▶ **Document excerpt**
# # # # #
Late one night, exploring her father's library, a young woman finds an ancient book and a cache of yellowing letters. The letters are all addressed to "My dear and unfortunate successor," and they plunge her into a world she never dreamed of-a labyrinth where the secrets of her father's past and her mother's mysterious fate connect to an inconceivable evil hidden in the depths of history.
The letters provide links to one of the darkest powers that humanity has ever known-and to a centuries-long quest to find the source of that darkness and wipe it out. It is a quest for the truth about Vlad the Impaler, the medieval ruler whose barbarous reign formed the basis of the legend of Dracula. Generations of historians have risked their reputations, their sanity, and even their lives to learn the truth about Vlad the Impaler and Dracula. Now one young woman must decide whether to take up this quest herself-to follow her father in a hunt that nearly brought him to ruin years ago, when he was a vibrant young scholar and her mother was still alive.
What does the legend of Vlad the Impaler have to do with the modern world? Is it possible that the Dracula of myth truly existed-and that he has lived on, century after century, pursuing his own unknowable ends? The answers to these questions cross time and borders, as first the father and then the daughter search for clues, from dusty Ivy League libraries to Istanbul, Budapest, and the depths of Eastern Europe. In city after city, in monasteries and archives, in letters and in secret conversations, the horrible truth emerges about Vlad the Impaler's dark reign-and about a time-defying pact that may have kept his awful work alive down through the ages.
Parsing obscure signs and hidden texts, reading codes worked into the fabric of medieval monastic traditions-and evading the unknown adversaries who will go to any lengths to conceal and protect Vlad's ancient powers-one woman comes ever closer to the secret of her own past and a confrontation with the very definition of evil. Elizabeth Kostova's debut novel is an adventure of monumental proportions, a relentless tale that blends fact and fantasy, history and the present, with an assurance that is almost unbearably suspenseful-and utterly unforgettable.
# # # # #
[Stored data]
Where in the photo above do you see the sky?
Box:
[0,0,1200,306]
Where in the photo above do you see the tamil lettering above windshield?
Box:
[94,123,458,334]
# # # # #
▶ **Stated exercise 1**
Reproduce everything from "Parsing obscure signs" down to "suspenseful-and utterly unforgettable." in the book description word for word.
▶ **Stated exercise 2**
Write what comes next in the description of Elizabeth Kostova's debut novel, starting after its final sentence.
These records have nothing to do with the book description.

▶ **Task output 1**
Parsing obscure signs and hidden texts, reading codes worked into the fabric of medieval monastic traditions-and evading the unknown adversaries who will go to any lengths to conceal and protect Vlad's ancient powers-one woman comes ever closer to the secret of her own past and a confrontation with the very definition of evil. Elizabeth Kostova's debut novel is an adventure of monumental proportions, a relentless tale that blends fact and fantasy, history and the present, with an assurance that is almost unbearably suspenseful-and utterly unforgettable.

▶ **Task output 2**
Amazon.com Review
If your pulse flutters at the thought of castle ruins and descents into crypts by moonlight, you will savor every creepy page of Elizabeth Kostova's long but beautifully structured thriller The Historian. The story opens in Amsterdam in 1972, when a teenage girl discovers a medieval book and a cache of yellowed letters in her diplomat father's library. The pages of the book are empty except for a woodcut of a dragon. The letters are addressed to: "My dear and unfortunate successor." When the girl confronts her father, he reluctantly confesses an unsettling story: his involvement, twenty years earlier, in a search for his graduate school mentor, who disappeared from his office only moments after confiding to Paul his certainty that Dracula-Vlad the Impaler, an inventively cruel ruler of Wallachia in the mid-15th century-was still alive. The story turns out to concern our narrator directly because Paul's collaborator in the search was a fellow student named Helen Rossi (the unacknowledged daughter of his mentor) and our narrator's long-dead mother, about whom she knows almost nothing. And then her father, leaving just a note, disappears also.
As well as numerous settings, both in and out of the East Bloc, Kostova has three basic story lines to keep straight-one from 1930, when Professor Bartolomew Rossi begins his dangerous research into Dracula, one from 1950, when Professor Rossi's student Paul takes up the scent, and the main narrative from 1972. The criss-crossing story lines mirror the political advances, retreats, triumphs, and losses that shaped Dracula's beleaguered homeland-sometimes with the Byzantines on top, sometimes the Ottomans, sometimes the rag-tag local tribes, or the Orthodox church, and sometimes a fresh conqueror like the Soviet Union.
Although the book is appropriately suspenseful and a delight to read-even the minor characters are distinctive and vividly seen-its most powerful moments are those that describe real horrors. Our narrator recalls that after reading descriptions of Vlad burning young boys or impaling "a large family," she tried to forget the words: "For all his attention to my historical education, my father had neglected to tell me this: history's terrible moments were real. I understand now, decades later, that he could never have told me. Only history itself can convince you of such a truth." The reader, although given a satisfying ending, gets a strong enough dose of European history to temper the usual comforts of the closing words.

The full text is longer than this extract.